== What you are asked to do ==
Where the data below contains pictures, omit them; output the rest word for word.

Referring expression data:
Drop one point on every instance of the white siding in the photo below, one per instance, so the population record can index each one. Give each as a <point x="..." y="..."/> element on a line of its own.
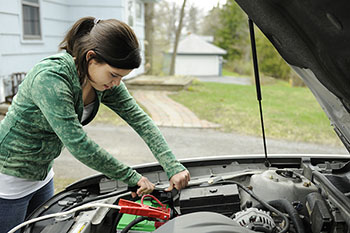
<point x="57" y="16"/>
<point x="197" y="65"/>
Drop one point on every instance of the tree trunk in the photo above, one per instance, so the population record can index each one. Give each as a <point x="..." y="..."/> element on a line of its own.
<point x="149" y="28"/>
<point x="177" y="38"/>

== Result of the task ==
Drop one point on every instance of the white siding in the photo below, one per instance, so the population record can index each one. Give each as a <point x="..." y="..."/> element on a line of its own.
<point x="57" y="16"/>
<point x="197" y="65"/>
Drop one point on every instance of the tree trunk in the photo above, one per instance, so the population record can index each one. Give each as a <point x="..." y="..."/> element on a line of its own.
<point x="149" y="28"/>
<point x="177" y="38"/>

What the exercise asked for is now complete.